ABOUT THIS EXERCISE
Retype the entries in full, exactly.
· · · ·
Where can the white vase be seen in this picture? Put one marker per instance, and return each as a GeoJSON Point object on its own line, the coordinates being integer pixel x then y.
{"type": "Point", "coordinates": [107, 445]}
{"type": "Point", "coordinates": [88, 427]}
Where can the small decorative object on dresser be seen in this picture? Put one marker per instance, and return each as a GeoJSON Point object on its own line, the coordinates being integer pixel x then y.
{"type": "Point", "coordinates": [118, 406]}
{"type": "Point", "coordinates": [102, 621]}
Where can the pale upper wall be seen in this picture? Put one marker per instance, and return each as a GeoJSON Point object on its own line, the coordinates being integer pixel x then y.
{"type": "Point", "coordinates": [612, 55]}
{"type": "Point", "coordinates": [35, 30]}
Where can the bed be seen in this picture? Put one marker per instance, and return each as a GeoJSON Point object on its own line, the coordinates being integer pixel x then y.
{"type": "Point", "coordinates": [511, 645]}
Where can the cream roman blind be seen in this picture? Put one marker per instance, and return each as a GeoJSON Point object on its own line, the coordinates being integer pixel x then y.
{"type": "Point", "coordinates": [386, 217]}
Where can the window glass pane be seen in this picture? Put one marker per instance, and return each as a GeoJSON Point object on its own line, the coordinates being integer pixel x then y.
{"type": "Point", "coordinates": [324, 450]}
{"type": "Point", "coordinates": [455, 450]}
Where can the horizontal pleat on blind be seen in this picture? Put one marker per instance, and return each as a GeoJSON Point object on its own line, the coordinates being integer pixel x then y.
· · · ·
EXERCISE ANSWER
Where can the white vase be seen in this picture? Put one marker per instance, and return each as a GeoJSON Point object on its own line, the coordinates being integer pixel x then y.
{"type": "Point", "coordinates": [107, 445]}
{"type": "Point", "coordinates": [88, 427]}
Where can the small decorative object on dresser be seen in this picture? Put one marker per instance, and return each as a GeoJSON Point object on its own line, the coordinates being integer pixel x then y.
{"type": "Point", "coordinates": [118, 406]}
{"type": "Point", "coordinates": [102, 621]}
Where can the pale upper wall be seen in this picture? Put one marker per instance, and return each as a GeoJSON Point object on its own line, the coordinates being integer pixel x then y.
{"type": "Point", "coordinates": [612, 55]}
{"type": "Point", "coordinates": [35, 30]}
Where can the bed be seen in this picture? Put one marker per instance, and return each as a GeoJSON Point object on its own line, the coordinates being integer pixel x then y.
{"type": "Point", "coordinates": [511, 645]}
Where can the cream roman blind be seen in this picture? Put one marker per instance, and return each as a GeoJSON Point object on its own line, the coordinates being integer pixel x then y.
{"type": "Point", "coordinates": [386, 217]}
Where can the window glass pane be seen in this picture? Put one marker per instance, and return each as a GeoJSON Point object on its own line, the coordinates being integer pixel x then y.
{"type": "Point", "coordinates": [324, 450]}
{"type": "Point", "coordinates": [455, 450]}
Where can the horizontal pleat on blind be seen in this picture? Put one marker per instance, and return each as a GeoJSON Point object on its own line, the coordinates being integer pixel x then y.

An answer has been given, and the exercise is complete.